DO THIS
Word for word, retype every entry in the listing.
--- begin WORKING DATA ---
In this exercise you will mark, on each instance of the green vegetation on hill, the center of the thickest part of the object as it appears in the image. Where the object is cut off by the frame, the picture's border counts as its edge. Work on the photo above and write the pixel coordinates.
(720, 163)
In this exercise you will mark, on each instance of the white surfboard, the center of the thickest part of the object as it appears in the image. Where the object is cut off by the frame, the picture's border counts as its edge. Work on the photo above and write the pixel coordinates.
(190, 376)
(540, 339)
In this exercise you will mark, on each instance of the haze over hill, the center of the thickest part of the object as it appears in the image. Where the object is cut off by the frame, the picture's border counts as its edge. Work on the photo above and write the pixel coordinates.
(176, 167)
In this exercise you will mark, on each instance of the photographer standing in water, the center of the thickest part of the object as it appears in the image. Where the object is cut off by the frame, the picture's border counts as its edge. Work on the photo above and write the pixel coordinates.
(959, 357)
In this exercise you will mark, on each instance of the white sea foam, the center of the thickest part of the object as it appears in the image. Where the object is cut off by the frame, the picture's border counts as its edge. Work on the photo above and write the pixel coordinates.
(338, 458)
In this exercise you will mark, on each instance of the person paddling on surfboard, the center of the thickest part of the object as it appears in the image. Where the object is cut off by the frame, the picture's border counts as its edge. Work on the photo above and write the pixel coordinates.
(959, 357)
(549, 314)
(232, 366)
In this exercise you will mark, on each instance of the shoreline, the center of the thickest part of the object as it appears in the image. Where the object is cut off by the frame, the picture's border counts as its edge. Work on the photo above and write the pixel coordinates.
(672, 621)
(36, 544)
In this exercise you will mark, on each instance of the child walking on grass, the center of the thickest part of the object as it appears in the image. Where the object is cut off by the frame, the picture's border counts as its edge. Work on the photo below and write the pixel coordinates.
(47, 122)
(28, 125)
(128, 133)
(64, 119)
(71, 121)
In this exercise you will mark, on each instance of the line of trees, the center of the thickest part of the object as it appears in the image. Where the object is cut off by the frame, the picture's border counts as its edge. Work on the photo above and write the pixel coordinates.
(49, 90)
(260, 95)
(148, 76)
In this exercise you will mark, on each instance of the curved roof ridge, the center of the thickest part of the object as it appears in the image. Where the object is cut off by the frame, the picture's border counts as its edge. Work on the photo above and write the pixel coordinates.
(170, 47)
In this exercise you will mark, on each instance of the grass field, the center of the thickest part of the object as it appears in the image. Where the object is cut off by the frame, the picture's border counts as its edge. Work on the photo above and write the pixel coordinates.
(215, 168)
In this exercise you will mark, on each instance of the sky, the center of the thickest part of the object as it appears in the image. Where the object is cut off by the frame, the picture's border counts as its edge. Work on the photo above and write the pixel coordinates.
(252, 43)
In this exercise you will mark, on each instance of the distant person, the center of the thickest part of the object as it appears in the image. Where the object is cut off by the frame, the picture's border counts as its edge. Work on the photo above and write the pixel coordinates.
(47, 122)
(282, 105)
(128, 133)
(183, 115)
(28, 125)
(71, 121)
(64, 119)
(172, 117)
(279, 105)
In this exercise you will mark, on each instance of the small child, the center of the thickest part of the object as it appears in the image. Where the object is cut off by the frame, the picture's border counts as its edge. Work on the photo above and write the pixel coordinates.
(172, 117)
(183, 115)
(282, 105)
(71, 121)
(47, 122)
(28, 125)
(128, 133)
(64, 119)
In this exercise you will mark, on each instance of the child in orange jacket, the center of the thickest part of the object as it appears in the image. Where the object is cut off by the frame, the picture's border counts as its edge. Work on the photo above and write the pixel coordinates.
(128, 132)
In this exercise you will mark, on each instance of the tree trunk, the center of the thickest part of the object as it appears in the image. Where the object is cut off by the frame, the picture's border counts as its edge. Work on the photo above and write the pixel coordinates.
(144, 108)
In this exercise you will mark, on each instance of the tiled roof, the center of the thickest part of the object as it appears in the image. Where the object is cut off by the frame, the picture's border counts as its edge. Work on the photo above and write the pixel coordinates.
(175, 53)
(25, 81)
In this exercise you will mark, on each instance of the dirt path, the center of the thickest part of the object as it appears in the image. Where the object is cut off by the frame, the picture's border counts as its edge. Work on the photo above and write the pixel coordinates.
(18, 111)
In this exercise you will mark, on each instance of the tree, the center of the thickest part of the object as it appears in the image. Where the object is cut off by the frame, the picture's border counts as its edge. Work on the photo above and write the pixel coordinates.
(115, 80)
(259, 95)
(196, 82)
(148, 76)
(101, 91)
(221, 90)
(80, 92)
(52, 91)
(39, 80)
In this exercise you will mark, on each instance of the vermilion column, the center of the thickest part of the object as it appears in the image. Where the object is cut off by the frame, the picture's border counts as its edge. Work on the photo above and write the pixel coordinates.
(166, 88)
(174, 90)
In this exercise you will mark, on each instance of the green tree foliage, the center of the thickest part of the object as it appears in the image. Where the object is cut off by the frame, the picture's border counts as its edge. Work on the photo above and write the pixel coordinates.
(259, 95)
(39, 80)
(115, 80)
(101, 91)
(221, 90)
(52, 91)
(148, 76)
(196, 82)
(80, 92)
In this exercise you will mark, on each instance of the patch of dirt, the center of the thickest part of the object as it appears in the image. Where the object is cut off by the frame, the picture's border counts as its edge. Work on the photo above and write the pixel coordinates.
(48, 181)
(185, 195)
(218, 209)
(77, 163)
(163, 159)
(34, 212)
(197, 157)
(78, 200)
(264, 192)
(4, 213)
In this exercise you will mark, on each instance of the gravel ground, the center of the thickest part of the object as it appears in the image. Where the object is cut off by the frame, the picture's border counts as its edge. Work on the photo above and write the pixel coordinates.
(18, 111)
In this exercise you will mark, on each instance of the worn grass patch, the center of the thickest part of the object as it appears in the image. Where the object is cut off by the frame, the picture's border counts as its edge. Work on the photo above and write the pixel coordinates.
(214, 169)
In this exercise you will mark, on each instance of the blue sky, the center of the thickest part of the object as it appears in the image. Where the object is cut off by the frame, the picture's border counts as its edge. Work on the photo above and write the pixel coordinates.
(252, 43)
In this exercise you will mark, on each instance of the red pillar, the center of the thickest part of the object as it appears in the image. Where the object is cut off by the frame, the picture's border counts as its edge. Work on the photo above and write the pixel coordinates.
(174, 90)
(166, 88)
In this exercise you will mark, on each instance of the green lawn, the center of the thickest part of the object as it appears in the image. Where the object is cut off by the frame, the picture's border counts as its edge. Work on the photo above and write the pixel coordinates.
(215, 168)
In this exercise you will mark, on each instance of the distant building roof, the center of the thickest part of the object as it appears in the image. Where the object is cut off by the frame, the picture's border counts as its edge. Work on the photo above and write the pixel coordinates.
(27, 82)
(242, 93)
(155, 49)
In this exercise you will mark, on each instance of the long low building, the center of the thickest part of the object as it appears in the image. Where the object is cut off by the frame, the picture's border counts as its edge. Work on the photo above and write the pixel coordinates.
--- end WORKING DATA ---
WORKED SOLUTION
In this exercise you will mark, on each instance of the green vegetation on hill, the center of the thickest part of the object as it appears in the image. Where the object is cut off by the frame, the picture's border counts as its edge. Work on the photo above and write the pixel coordinates.
(720, 163)
In this exercise you will mark, on each instance of the white surfboard, the center of the thickest part of the object as it appears in the image. Where the object is cut off by the frame, the picture's border counts as its edge. Work on the photo above and write the pixel coordinates.
(190, 376)
(540, 339)
In this exercise you will mark, on each instance of the haze over hill, the center of the thickest part of the object as it appears in the image. Where the object is cut off by the frame, the picture's border counts as its edge. Work on the photo above and write the pixel coordinates.
(176, 167)
In this exercise you will mark, on each instance of the photographer standing in water, the center of the thickest part of the object as it appears in the image. Where the object is cut off by the frame, the picture's border counts as its edge. Work on the photo above and write the pixel coordinates.
(959, 357)
In this exercise you will mark, on each instance of the white sea foam, the center of the thickest part of the object as it appears in the image. Where the object is cut off by the frame, the picture's border counts as its edge. Work on the photo above and write the pixel coordinates.
(338, 458)
In this exercise you will mark, on each instance of the person paddling on surfboard, the center of the thickest part of the object as it appears in the image. Where the object is cut off by the frame, the picture's border counts as its edge. Work on the photo above and write the pixel coordinates.
(959, 357)
(549, 314)
(232, 366)
In this exercise you will mark, on each instance of the shoreline, the center of the thickest part of the object as it appears in the image. Where the object is cut off by the frame, the picture's border counts as its edge. Work on the photo above and write the pixel coordinates.
(672, 621)
(36, 544)
In this exercise you will mark, on each instance of the child walking on grass, the center of the thickest part of the object as it appears in the image. Where the object is cut off by the frame, the picture's border counts as its edge. Work on the photo below and write the pixel coordinates.
(47, 122)
(28, 125)
(128, 133)
(64, 119)
(71, 121)
In this exercise you will mark, on each instance of the line of trees, the center of the thickest part of the object as it appears in the image. Where the object is cut off by the frame, the picture's border counts as its edge. Work on the photo above and write the pixel coordinates.
(49, 90)
(260, 95)
(148, 76)
In this exercise you will mark, on each instance of the curved roof ridge, the center of the thickest part of the object as it appears in the image. Where the object is cut off by the frame, the picture's border counts as its edge. Work on the photo above and write the pixel coordinates.
(170, 47)
In this exercise you will mark, on each instance of the grass field, the center of the thickest part of the object as it appears in the image. Where the object is cut off by the frame, the picture's border counts as its edge. Work on the photo above and write the pixel coordinates.
(215, 168)
In this exercise you will mark, on each instance of the sky, the center of the thickest part of the object as it appears in the image. Where the object is cut off by the frame, the picture's border counts as its edge. Work on the photo above and write the pixel coordinates.
(252, 43)
In this exercise you will mark, on each instance of the distant person, the center of the thickest part of the object as it appears in the image. Where the object is cut off by the frame, the picture's border counts as its edge. Work on the photo above and write the pixel coordinates.
(47, 122)
(282, 105)
(128, 133)
(183, 115)
(28, 125)
(71, 121)
(64, 119)
(172, 117)
(279, 105)
In this exercise you will mark, on each instance of the small child, the center of the thickest part of the object as it appears in the image. Where the object is cut off by the frame, the picture's border counts as its edge. Work on the photo above and write the pixel coordinates.
(172, 117)
(183, 115)
(282, 105)
(71, 121)
(47, 122)
(28, 125)
(128, 133)
(64, 119)
In this exercise you will mark, on each instance of the child in orange jacket, the center of the thickest part of the object as it appears in the image. Where the object is cut off by the frame, the picture's border counts as its edge. Work on the photo above and write the pixel coordinates.
(128, 132)
In this exercise you will mark, on each instance of the tree trunk, the center of the thickest part of the object as it appears in the image. Where the object is cut off by the frame, the picture's border counts as its edge. Work on the photo above and write the pixel coordinates.
(144, 108)
In this exercise you will mark, on each instance of the tiled roof, the center of the thickest part of the object as it appears in the image. Where the object is cut off by the frame, the picture's border counts as its edge. Work on the photo above and write the pixel coordinates.
(175, 53)
(25, 81)
In this exercise you will mark, on each instance of the dirt path, the center of the thickest part of the object as it appears in the image. Where the object is cut off by the frame, the picture's border counts as its edge. Work on the photo above and write the pixel coordinates.
(18, 111)
In this exercise you will mark, on each instance of the tree, the center of the thickest part of the object as it appears in the image. Where the object is cut off by the frame, the picture's border counts as its edge. Work on the photo above and write the pixel coordinates.
(115, 80)
(259, 95)
(196, 82)
(148, 76)
(101, 91)
(221, 90)
(80, 92)
(52, 91)
(39, 80)
In this exercise you will mark, on each instance of the vermilion column, the center of the thickest part of the object as it appears in the image. Where the object is cut off by the frame, the picture's border counts as its edge. Work on the photo above and write the pixel coordinates.
(166, 88)
(174, 90)
In this exercise you will mark, on each instance of the green tree foliage, the center of the thickest part of the object as it appears in the image. Where the object is cut off by the frame, the picture's border counts as its edge. Work on the photo above and write the pixel coordinates.
(259, 95)
(39, 80)
(115, 80)
(101, 91)
(221, 90)
(52, 91)
(148, 76)
(196, 82)
(80, 92)
In this exercise you will mark, on each instance of the patch of dirt, the center of the thickest part of the object as it appears in the image. Where the object is cut off by the frame, the picture's border counts as its edge. Work on the photo above and write the pixel coordinates.
(48, 181)
(185, 195)
(218, 209)
(77, 163)
(163, 159)
(34, 212)
(197, 157)
(78, 200)
(264, 192)
(4, 213)
In this exercise you will mark, on each instance of the gravel ground, the center of the thickest part of the object as it appears in the image. Where the object is cut off by the frame, the picture's border counts as its edge. Work on the photo above and write the pixel coordinates.
(18, 111)
In this exercise you will mark, on each instance of the worn grass patch, the center of the thickest part of the object as it appears in the image. Where the object is cut off by the frame, the picture's border counts as its edge. Work on the photo above and write the pixel coordinates.
(214, 169)
In this exercise you will mark, on each instance of the blue sky, the center of the thickest part of the object as it appears in the image. Where the object is cut off by the frame, the picture's border counts as its edge. Work on the photo above and write the pixel coordinates.
(252, 43)
In this exercise you will mark, on each instance of the red pillar, the center of the thickest part of the object as it appears in the image. Where the object is cut off by the frame, the picture's border counts as its edge. Work on the photo above and write the pixel coordinates.
(174, 90)
(166, 88)
In this exercise you will mark, on each instance of the green lawn, the center of the thickest part of the object as it appears in the image. Where the object is cut off by the frame, the picture's border counts as its edge. Work on the photo above and write the pixel coordinates.
(215, 168)
In this exercise you will mark, on each instance of the distant building roof, the center of the thickest part of the object as it appears in the image. Where the object is cut off by the frame, the picture's border counts as its edge. Work on the photo above and write the pixel coordinates.
(27, 82)
(242, 93)
(155, 49)
In this exercise you will mark, on each instance of the long low building, the center of the thickest part of the object as it appears in the image. Where the object is cut off by the frame, the picture's border counts as its edge. Work on the photo above and write the pixel coordinates.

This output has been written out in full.